§ **Текст документа**
Бичакджан продолжает: такие лингвистические структуры «перегружают рабочую память говорящего, который должен вызвать в памяти глагол, но держать его в резерве до тех пор, пока не будут построены и произнесены все его зависимые и зависимые этих зависимых.[…] Но еще более трудна задача слушающего, поскольку он не знает, какой глагол держит в уме говорящий, и ему приходится держать в памяти каждую деталь, чтобы суметь интерпретировать все, когда глагол будет произнесен»

Теперь пора от абстрактных высот эволюционной лингвистики повернуться к психоанализу, к его конкретной повседневной практике.
    Нередко приходится встречаться с людьми, которые ощущают себя не вправе выразить недовольство кем-либо, сказать «нет» другому человеку или попросить его о чем-то. Обычно подобное «поражение в правах» касается только близких и на посторонних не распространяется.
    Этот синдром хорошо известен практикующим психологам вообще и психоаналитикам, в частности. Однако важная «лингвистическая» составляющая указанного синдрома до сих пор, по-видимому, остается незамеченной: в устной речи таких людей можно наблюдать повышенную долю сложных, порой, запутанных предложений, построенных по модели SOV и напоминающих приведенную выше цитату из Твена.
    Другими словами, описанный «синдром поражения в правах» в большинстве случаев сопровождается регрессией к более архаичному порядку слов устной речи.
    Подобная архаизация устной речи особенно заметна во время психоаналитической сессии, в момент, когда пациент облекает свои мысли в слова, т.е. в момент построения фразы.
    В своем практическом опыте я сталкивался с такой архаизацией множество раз. Происходит это так:
  1. Пациент хочет вербализовать пришедшую в голову мысль. Например, сказать о конфликте с коллегой по работе и своем недовольстве последним.
  2. Пациент называет субъекта действия, например, говорит «он…», - как и в примере Твена. На подходе, в очереди на вербализацию глагол, действие, например, «он забыл…» (про обещание, данное мне); в примере Твена - «встретил».
  3. Однако вместо произнесения глагола возникает пауза: некий внутренний голос напоминает пациенту о его «поражении в правах», о чем он «чуть не забыл». Это интернализованное напоминание блокирует моторный механизм произнесения намеченного слова.

§ **Список строк**
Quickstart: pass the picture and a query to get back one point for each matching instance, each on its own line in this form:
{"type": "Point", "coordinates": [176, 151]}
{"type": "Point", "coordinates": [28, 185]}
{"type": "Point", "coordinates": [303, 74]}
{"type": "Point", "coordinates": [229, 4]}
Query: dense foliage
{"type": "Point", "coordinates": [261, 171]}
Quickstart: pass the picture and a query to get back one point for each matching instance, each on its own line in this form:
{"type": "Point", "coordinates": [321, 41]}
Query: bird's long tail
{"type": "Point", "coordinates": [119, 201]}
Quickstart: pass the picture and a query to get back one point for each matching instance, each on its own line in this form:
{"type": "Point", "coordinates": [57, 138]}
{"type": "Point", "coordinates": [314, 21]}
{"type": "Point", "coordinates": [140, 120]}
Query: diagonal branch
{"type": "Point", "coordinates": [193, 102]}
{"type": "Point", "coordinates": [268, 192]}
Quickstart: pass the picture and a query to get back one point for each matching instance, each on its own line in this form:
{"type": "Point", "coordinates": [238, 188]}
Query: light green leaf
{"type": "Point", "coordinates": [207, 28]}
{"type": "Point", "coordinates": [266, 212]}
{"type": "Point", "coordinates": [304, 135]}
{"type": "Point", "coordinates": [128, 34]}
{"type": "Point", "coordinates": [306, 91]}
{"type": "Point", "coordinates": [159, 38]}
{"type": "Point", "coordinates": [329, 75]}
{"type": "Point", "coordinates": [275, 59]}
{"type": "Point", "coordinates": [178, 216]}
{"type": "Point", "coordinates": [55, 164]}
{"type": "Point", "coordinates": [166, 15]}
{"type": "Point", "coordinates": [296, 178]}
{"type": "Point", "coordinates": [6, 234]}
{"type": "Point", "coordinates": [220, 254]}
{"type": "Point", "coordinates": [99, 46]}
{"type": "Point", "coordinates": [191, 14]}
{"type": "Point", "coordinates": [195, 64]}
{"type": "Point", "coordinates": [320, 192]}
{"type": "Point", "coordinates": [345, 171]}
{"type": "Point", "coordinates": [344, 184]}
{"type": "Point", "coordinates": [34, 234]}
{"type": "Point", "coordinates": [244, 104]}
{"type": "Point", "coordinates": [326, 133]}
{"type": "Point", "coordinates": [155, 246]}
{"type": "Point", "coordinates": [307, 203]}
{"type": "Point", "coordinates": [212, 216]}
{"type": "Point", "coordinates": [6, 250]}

§ **Задание**
Продолжите текст о «синдроме поражения в правах» и архаизации устной речи, начав сразу после его последнего предложения.

§ **Ответ на задание**
  4. Пациент берется за срочное исправление намеченного плана вербализации, - чуть было не приведшего к роковой ошибке…
  5. Реализация исправленного плана сводится к тому, что между субъектом «он» и названием действия «забыл…» вставляется длинный текст, напоминающий Твена: в-шелку-и-бархате-щеголяющую-и-крикливо-по-последней-моде-разодетую. Вставленный текст должен как-то примирить желание выразить злость, обиду и т.п. с реальностью «поражения в правах». Текст обычно включает перечисление «объективных причин», оправдывающих внутренний разлад между желаниями и реальностью. В зависимости от психических особенностей пациента и состояния здесь-и-теперь, текст будет либо оправдывать пациента (субъект), «позволившего себе…», либо коллегу пациента по работе (объект), который, разумеется, имел право забыть и т.п.
    Удивительное дело, но в описанной ситуации термины субъект и объект в одинаковой мере уместны и для лингвиста, и для психоаналитика…

По своему опыту могу сказать, что в зависимости от своего собственного состояния, я реагирую на такие маневры либо доброжелательной улыбкой и терпением, либо старательно скрываемым раздражением героя Твена: «читатель (или слушатель) вынужден “добираться как знает в потемках до отдаленного глагола” и может выяснить, “о чем, собственно, речь”, только по достижении последней синтаксической единицы».